— INPUT FOR THIS TASK —
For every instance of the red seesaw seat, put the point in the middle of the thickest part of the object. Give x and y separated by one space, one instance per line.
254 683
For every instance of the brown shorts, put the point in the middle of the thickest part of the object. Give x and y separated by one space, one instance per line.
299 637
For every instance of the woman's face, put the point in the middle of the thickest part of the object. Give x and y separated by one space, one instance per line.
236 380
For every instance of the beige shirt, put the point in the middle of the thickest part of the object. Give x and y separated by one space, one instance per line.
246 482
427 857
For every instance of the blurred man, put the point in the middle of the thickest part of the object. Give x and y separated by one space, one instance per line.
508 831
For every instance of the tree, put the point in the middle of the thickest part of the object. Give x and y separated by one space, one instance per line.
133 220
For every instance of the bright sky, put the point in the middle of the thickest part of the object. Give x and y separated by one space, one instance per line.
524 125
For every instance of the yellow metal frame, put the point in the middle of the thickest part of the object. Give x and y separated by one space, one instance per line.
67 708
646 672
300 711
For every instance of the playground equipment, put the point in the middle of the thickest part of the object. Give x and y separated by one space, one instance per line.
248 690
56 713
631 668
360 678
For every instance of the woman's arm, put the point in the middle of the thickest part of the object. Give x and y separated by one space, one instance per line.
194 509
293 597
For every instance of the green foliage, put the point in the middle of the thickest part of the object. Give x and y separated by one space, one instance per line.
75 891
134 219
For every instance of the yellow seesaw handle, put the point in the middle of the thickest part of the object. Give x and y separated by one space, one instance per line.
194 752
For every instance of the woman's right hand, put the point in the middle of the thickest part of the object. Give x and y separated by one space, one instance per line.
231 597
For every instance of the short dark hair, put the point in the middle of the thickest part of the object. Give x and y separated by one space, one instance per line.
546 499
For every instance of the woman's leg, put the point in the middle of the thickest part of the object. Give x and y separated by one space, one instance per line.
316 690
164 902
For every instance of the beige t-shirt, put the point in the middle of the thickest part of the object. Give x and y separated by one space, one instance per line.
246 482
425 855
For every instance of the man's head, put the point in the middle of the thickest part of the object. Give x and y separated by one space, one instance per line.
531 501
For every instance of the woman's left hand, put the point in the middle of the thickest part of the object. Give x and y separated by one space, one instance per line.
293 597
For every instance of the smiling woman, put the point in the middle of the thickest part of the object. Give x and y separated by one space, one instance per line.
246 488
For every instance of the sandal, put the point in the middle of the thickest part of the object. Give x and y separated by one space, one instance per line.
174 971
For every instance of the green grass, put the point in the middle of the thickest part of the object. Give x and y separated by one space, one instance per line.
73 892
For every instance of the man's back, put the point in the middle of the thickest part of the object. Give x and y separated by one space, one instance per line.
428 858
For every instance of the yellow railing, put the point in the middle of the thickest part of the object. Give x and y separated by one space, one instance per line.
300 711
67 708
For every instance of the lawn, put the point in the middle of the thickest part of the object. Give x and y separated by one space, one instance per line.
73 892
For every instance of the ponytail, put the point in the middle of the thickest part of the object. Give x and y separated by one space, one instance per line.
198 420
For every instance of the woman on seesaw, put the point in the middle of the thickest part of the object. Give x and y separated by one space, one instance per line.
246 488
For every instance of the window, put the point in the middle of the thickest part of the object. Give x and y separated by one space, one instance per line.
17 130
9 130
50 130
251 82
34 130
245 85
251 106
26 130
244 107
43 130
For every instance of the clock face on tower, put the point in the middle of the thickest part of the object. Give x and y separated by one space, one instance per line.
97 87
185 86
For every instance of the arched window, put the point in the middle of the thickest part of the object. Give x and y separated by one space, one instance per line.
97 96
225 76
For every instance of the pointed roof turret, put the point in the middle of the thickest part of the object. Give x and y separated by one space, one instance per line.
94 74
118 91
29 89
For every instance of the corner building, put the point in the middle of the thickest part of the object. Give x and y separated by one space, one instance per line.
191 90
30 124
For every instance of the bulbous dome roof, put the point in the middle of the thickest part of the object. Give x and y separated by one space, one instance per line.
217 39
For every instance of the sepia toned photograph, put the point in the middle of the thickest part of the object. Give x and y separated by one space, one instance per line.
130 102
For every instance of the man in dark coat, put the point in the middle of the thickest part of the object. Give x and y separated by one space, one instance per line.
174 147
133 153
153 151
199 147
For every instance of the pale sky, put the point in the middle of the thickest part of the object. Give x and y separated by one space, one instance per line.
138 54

— WRITTEN INSTRUCTION —
Reproduce the records in full, exactly as written.

— SOLUTION TO THIS EXERCISE —
For every instance of the red seesaw seat, put the point in the middle of the thickest part of the object. Give x and y separated by one space, one instance per line.
254 683
For every instance of the brown shorts, put the point in the middle of the thickest part of the object. Give x and y separated by one space, one instance per line.
299 637
For every instance of the woman's face, put the point in the middle of the thickest part of the object. Give x and y separated by one space, one instance per line.
236 380
For every instance of the beige shirt, put the point in the middle of the thickest part of the object. Give x and y separated by one space, one instance per line.
246 482
427 857
For every instance of the blurred man, put the point in the middle of the thickest part of the object. Give x and y separated by one space, one instance per line.
508 831
For every instance of the tree, put the point in the middle of the thickest part of the object. Give x and y separated by one space, one instance per line.
133 220
For every instance of the bright sky, put the point in the middle of the thickest part of the object. Give x and y separated by one space, one instance per line.
524 125
For every instance of the yellow metal frame, put the point in the middle of the thickest part of the object. Give x and y separated by one space, one instance per line.
67 708
646 672
300 711
For every instance of the playground equipment, put the point in the middle of the thickest part of the object. Give x and y separated by one space, one instance per line.
248 690
56 713
631 668
360 678
For every instance of the woman's arm, put the point in the middle of the thickest part of the object. Give x and y separated by one space, one instance per line.
194 509
293 597
For every instance of the green foliage, put the point in the middle of the thickest part of the object. Give x and y separated by one space, one instance per line.
75 891
134 219
For every instance of the yellow seesaw handle, put the point in the middle of the thickest part of the object. Give x and y separated by one space, one instance per line.
194 752
For every instance of the woman's right hand, put the point in the middle of the thickest part of the object. Give x and y separated by one space, one instance per line.
231 597
For every instance of the short dark hair, put the point in the middle of the thickest part of the object. Give x and y separated by one space, one instance per line.
546 499
For every instance of the woman's leg, put the point in the middle of the thickest part of the object. Give x and y separated by one space, one instance per line.
316 690
164 902
For every instance of the beige t-shirt, put the point in the middle of the thickest part of the object. Give x and y separated by one space, one instance per line.
246 482
425 855
For every instance of the man's head, put the point in the middle of the thickest part of the object. Give x and y separated by one space, one instance per line.
531 501
For every instance of the woman's left hand, put the point in the middle of the thickest part of the object. Give x and y separated by one space, one instance per line.
293 597
For every instance of the smiling woman, put the point in the middle of the thickest part of the object. Give x and y separated by one space, one instance per line.
246 488
For every instance of the sandal, put the point in the middle of the thickest part of the object. Give x and y separated by one space, one instance per line.
174 971
For every instance of the green grass, put the point in the middle of the thickest part of the object. Give x and y separated by one space, one instance per line.
73 892
For every instance of the man's back, put the point in the middle of the thickest part of the object. Give x and y separated by one space, one instance per line.
428 858
For every instance of the yellow railing, put the point in the middle of the thickest part of the object. Give x and y separated by one space, one instance per line.
300 711
67 708
For every instance of the lawn, put the point in the middle of the thickest part of the object. Give x and y separated by one space, one instance per line.
73 892
For every instance of the ponytail, put the point in the middle of the thickest part of the object. Give x and y separated by one space, one instance per line.
198 420
For every instance of the woman on seesaw, put the point in the middle of the thickest part of the object. Give x and y separated by one space, one instance per line.
246 488
For every instance of the window, put the point in the middle of the thickest part of the object. Give x and y separated by one space, one instance per line.
17 130
9 130
50 130
251 82
34 130
245 85
251 106
26 130
244 107
43 130
For every instance of the clock face on tower, put the point in the middle of the thickest part of the object. Give x and y separated by one space, one instance per line.
97 87
185 86
For every instance of the arched window, put the point in the middle of the thickest part of the object. Give x and y separated by one space, one instance per line.
97 96
225 76
For every instance of the pointed roof turret, put the point in the middle of the thickest part of the object. Give x and y separated by one space, one instance per line.
94 74
118 91
29 89
For every instance of the corner building, put the point in the middle of the thickest part of the object. Give x and y separated by one space, one instance per line.
191 90
30 124
For every instance of the bulbous dome roof, put the point in the middle of the thickest part of the object. Give x and y separated by one space, one instance per line.
217 39
For every instance of the sepia toned photograph, put the point in the middle of the thickest part of the object. Give x and y separated by one space, one instance per line.
130 102
For every instance of the man in dark coat, put the point in the middle of the thickest part of the object. Give x and y separated by one space, one instance per line.
174 147
133 153
153 151
199 147
For every instance of the pale sky, put the point in the middle of the thickest part of the object. Give x and y separated by one space, one instance per line.
138 54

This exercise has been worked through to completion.